## start RECORDS SUPPLIED

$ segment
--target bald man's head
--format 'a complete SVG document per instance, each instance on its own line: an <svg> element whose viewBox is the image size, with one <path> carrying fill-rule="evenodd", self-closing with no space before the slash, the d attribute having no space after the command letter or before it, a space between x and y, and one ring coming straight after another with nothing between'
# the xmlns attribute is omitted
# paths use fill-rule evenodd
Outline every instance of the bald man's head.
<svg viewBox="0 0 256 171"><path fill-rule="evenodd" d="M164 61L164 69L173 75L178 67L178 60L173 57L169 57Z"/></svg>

## end RECORDS SUPPLIED

-- THE TASK --
Copy every line of the items above word for word, with nothing changed.

-- WRITTEN RESPONSE --
$ segment
--target bald man's head
--format 'a complete SVG document per instance, each instance on its own line: an <svg> element whose viewBox is the image size, with one <path> carrying fill-rule="evenodd", self-closing with no space before the slash, the d attribute having no space after the command letter or before it, a space between x and y, and one ring coming straight after another with nothing between'
# the xmlns attribute is omitted
# paths use fill-rule evenodd
Outline every instance of the bald man's head.
<svg viewBox="0 0 256 171"><path fill-rule="evenodd" d="M164 61L164 69L173 75L178 67L178 60L173 57L169 57Z"/></svg>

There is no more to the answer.